> [What to work on]
A. Decide whether each statement below agrees with the cubic solution, answering yes or no and quoting the deciding words of that solution: (i) the line touching the cubic at A is a tangent to it there; (ii) the derivative at B is nonzero; (iii) the point B lies on the cubic.
B. Go on with the cubic solution below, picking up right after its final sentence about the stationary point at B.
— BEGIN Page —
Since the two functions touch at \displaystyle \begin{align*} A\left( 0, \frac{15}{2} \right) \end{align*} that means that this point lies on the cubic function. Thus

\displaystyle \begin{align*} \frac{15}{2} &= a\left( 0 \right) ^3 + b\left( 0 \right) ^2 + c\left( 0 \right) + d \\ \frac{15}{2} &= d \end{align*}

So we can rewrite the cubic as \displaystyle \begin{align*} y = a\,x^3 + b\,x^2 + c\,x + \frac{15}{2} \end{align*}.

Also since this is a point where the line just touches the cubic, that means the line is a tangent to the cubic at that point. Thus the gradient of the curve at that point is equal to the gradient of the line.

The gradient of the line is \displaystyle \begin{align*} -3 \end{align*} since the line can be rewritten as \displaystyle \begin{align*} y = -3\,x + \frac{15}{2} \end{align*}, thus

\displaystyle \begin{align*} \frac{\mathrm{d}y}{\mathrm{d}x} &= 3\,a\,x^2 + 2\,b\,x + c \\ -3 &= 3\,a\left( 0 \right) ^2 + 2\,b\left( 0 \right) + c \\ -3 &= c \end{align*}

So we can rewrite the cubic as \displaystyle \begin{align*} y = a\,x^3 + b\,x^2 - 3\,x + \frac{15}{2} \end{align*}.

Since there is a stationary point on the cubic at \displaystyle \begin{align*} B\left( 3, -6 \right) \end{align*}, that means that the point lies on the cubic and also the derivative is 0 at that point.
— END Page —
— BEGIN Data shown —
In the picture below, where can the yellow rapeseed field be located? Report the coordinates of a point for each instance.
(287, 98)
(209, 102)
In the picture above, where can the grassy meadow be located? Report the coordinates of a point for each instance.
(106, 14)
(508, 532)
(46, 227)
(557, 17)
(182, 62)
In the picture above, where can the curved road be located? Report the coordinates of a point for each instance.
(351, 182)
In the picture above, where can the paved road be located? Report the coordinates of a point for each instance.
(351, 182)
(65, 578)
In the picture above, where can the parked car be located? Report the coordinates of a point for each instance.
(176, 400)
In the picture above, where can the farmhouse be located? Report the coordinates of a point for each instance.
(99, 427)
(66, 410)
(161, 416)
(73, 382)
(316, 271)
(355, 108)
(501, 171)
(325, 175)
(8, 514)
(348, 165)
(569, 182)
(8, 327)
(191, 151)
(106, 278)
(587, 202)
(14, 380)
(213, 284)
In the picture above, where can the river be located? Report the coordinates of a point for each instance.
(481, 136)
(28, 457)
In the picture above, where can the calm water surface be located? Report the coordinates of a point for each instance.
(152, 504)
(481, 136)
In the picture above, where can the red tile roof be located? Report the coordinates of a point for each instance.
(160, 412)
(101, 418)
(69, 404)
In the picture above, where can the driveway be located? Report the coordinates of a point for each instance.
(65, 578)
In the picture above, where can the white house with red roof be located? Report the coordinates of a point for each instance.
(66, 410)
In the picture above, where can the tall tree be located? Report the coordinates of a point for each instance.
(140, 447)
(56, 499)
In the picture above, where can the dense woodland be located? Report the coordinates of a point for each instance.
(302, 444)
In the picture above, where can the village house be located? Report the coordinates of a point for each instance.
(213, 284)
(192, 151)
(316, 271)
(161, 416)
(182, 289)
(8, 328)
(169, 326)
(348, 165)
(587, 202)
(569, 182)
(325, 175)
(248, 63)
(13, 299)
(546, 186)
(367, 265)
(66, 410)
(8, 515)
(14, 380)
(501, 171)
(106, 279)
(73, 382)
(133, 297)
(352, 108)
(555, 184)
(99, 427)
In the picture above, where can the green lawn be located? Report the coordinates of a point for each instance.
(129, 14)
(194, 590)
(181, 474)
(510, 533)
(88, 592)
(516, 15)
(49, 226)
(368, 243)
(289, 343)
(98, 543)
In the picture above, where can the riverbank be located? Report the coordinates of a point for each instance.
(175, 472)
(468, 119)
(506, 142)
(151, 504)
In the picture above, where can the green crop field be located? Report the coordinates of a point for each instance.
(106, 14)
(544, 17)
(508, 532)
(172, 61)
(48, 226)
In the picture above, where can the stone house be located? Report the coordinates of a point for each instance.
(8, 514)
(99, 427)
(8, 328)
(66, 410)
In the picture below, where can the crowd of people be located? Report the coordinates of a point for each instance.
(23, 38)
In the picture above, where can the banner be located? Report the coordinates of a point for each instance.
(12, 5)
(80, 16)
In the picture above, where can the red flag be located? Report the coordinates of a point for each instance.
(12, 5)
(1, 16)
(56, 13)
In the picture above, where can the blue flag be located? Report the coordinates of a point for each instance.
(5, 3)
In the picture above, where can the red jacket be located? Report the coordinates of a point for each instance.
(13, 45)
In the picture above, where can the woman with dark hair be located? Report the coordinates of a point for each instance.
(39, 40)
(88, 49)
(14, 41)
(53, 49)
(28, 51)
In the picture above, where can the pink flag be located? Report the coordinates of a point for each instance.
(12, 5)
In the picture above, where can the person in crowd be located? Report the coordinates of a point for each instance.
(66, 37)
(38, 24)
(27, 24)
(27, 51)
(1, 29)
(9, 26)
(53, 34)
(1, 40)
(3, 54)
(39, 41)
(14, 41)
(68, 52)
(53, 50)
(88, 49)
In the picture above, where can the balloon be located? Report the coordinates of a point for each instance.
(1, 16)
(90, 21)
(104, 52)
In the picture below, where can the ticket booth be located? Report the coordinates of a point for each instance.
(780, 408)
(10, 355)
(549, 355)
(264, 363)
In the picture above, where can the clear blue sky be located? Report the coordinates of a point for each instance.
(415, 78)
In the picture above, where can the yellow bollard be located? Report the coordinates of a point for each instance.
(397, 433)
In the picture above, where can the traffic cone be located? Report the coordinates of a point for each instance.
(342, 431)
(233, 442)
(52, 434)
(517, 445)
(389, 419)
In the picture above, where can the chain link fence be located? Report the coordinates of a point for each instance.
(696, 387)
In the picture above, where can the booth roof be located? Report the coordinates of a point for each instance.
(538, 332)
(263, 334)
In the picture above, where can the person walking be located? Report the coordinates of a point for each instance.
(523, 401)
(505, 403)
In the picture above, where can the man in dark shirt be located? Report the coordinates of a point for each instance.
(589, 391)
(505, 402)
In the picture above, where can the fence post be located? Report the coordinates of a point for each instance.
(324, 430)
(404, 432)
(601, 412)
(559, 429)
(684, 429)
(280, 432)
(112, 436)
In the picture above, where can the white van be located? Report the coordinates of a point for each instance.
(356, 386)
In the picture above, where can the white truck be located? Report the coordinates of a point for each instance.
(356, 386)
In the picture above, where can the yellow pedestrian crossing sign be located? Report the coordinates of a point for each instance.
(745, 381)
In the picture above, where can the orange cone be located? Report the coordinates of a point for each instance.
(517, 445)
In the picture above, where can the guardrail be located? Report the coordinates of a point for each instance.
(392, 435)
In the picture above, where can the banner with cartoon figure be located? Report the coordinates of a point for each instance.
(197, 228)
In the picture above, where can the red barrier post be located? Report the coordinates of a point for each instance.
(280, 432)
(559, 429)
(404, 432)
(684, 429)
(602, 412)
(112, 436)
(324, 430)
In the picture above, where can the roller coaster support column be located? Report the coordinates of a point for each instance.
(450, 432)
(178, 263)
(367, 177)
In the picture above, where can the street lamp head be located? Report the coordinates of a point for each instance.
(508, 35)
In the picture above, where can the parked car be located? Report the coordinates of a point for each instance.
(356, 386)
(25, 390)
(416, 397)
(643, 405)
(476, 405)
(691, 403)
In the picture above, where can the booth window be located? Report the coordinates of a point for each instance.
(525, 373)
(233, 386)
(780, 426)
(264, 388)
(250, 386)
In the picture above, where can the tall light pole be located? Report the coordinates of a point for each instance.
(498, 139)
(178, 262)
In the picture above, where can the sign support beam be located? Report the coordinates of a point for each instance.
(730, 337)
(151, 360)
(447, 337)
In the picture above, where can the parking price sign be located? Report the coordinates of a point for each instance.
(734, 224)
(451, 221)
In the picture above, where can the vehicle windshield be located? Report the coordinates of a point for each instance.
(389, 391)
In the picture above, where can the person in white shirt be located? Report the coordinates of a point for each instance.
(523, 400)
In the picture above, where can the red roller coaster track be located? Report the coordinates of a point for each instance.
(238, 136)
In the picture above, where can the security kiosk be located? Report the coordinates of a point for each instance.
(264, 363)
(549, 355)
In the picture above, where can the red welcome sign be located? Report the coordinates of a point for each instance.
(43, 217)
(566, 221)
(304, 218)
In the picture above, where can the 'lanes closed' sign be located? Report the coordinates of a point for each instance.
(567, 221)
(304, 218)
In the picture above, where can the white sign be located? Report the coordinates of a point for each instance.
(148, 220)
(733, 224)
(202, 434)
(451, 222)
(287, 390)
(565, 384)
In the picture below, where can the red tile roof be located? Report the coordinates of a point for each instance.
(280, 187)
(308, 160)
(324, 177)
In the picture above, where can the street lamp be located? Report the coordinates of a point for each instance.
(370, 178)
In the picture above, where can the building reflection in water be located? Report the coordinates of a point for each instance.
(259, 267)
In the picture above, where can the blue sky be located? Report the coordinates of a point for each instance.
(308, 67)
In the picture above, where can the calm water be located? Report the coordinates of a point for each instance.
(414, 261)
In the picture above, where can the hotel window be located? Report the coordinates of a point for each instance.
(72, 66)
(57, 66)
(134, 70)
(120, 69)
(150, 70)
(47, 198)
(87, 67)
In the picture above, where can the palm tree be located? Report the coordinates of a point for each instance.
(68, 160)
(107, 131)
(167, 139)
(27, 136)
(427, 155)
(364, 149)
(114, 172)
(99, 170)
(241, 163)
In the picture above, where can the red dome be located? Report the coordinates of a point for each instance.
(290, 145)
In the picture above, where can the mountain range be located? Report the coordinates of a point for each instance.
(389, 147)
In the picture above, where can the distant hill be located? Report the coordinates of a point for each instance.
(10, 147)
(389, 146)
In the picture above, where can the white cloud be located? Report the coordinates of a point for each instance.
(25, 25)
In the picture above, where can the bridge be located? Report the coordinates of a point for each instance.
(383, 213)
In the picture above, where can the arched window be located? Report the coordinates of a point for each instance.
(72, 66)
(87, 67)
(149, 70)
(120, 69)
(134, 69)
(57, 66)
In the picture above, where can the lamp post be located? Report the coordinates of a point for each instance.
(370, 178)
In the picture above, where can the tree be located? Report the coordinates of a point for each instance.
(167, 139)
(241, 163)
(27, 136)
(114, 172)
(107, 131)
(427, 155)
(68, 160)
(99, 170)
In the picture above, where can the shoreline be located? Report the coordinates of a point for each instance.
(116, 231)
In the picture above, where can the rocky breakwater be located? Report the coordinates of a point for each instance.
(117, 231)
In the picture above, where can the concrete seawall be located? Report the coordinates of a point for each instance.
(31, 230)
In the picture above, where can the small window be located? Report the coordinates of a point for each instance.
— END Data shown —
> [Answers given]
A.
(i) Yes: "that means the line is a tangent to the cubic at that point."
(ii) No: "the derivative is 0 at that point."
(iii) Yes: "that means that the point lies on the cubic"

B.
\displaystyle \begin{align*} -6 &= a\left( 3 \right) ^3 + b\left( 3 \right) ^2 - 3 \left( 3 \right) + \frac{15}{2} \\ -6 &= 27\,a + 9\,b - 9 + \frac{15}{2} \\ -6 &= 27\,a + 9\,b - \frac{3}{2} \\ -\frac{9}{2} &= 9\,a + 3\,b \\ -3 &= 6\,a + 2\,b \end{align*}

Also

\displaystyle \begin{align*} \frac{\mathrm{d}y}{\mathrm{d}x} &= 3\,a\,x^2 + 2\,b\,x -3 \\ 0 &= 3\,a\left( 3 \right) ^2 + 2\,b\left( 3 \right) - 3 \\ 3 &= 27\,a + 6\,b \\ 1 &= 9\,a + 2\,b \end{align*}

Solving these resulting equations simultaneously gives

\displaystyle \begin{align*} 1 - \left( -3 \right) &= \left( 9\,a + 2\,b \right) - \left( 6\,a + 2\,b \right) \\ 4 &= 3\,a \\ a &= \frac{4}{3} \end{align*}

and

\displaystyle \begin{align*} -3 &= 6\left( \frac{4}{3} \right) + 2\,b \\ -3 &= 8 + 2\,b \\ -11 &= 2\,b \\ b &= -\frac{11}{2} \end{align*}

So the cubic is \displaystyle \begin{align*} y = \frac{4}{3}\,x^3 - \frac{11}{2}\,x^2 - 3\,x + \frac{15}{2} \end{align*}.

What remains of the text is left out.